THINGS TO DO -
1/ List each distinct dollar figure stated in the passage on AARP and Medicare cuts.
2/ From the passage on AARP and Medicare cuts, return the text that begins with the words "AARP receives a fixed" and ends with the words "and $166 million.".

PASSAGE -
= = = =
AARP is being held up again today as a credible source committed to protecting seniors – this time in a new round of attacks on bipartisan policies that would extend the solvency of the Medicare program. This is the same AARP that hailed the law as benefitting seniors, despite a recent estimate by the Congressional Budget Office that the law cuts Medicare by more than $700 billion to fund a new entitlement program. The Obama Administration’s own actuaries warned the Democrats’ law could jeopardize seniors’ access to health care. However, according to a 2011 Congressional investigation of AAAP, it just so happens that the bulk of these cuts will likely result in AARP growing their revenues by more than $1 billion between 2011 and 2021 alone.
AARP’s Financial Interest in Medicare Cuts in the Democrats’ Health Care Law
As a result of the Democrats’ health care law, the Obama Administration’s own actuaries estimate more than 7 million seniors will lose their current Medicare Advantage (MA) plans, resulting in a massive migration of seniors into Medigap plans. AARP and UnitedHealth Group's (United) Medigap plan is the largest in the nation.
AARP receives a fixed fee for its endorsement of MA plans, regardless of enrollment. Conversely, AARP receives a portion of every Medigap premium. Under its current contracts with United, AARP’s financial gain from the health care law could exceed $1 billion between 2011 and 2021 alone.
Over and above the millions of dollars they currently receive from United, in 2014, new Medigap enrollees stemming from the law’s cuts to MA could result in AARP gaining between $55 million and $166 million.
So, to AARP, reducing Medicare spending is only acceptable when AARP benefits financially, regardless of how it impacts America’s seniors.
= = = =
EXCERPTED RECORDS -
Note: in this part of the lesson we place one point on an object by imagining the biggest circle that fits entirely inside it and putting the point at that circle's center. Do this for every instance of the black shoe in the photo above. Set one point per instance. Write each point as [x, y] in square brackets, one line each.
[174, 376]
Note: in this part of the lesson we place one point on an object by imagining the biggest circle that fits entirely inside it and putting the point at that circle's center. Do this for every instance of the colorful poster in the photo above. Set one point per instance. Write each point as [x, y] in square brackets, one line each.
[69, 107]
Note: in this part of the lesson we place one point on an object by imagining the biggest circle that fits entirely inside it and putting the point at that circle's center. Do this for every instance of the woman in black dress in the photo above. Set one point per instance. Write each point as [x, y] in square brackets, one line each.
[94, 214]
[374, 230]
= = = =
ANSWERS -
1/
$700 billion
$1 billion
$55 million
$166 million

2/
AARP receives a fixed fee for its endorsement of MA plans, regardless of enrollment. Conversely, AARP receives a portion of every Medigap premium. Under its current contracts with United, AARP’s financial gain from the health care law could exceed $1 billion between 2011 and 2021 alone.
Over and above the millions of dollars they currently receive from United, in 2014, new Medigap enrollees stemming from the law’s cuts to MA could result in AARP gaining between $55 million and $166 million.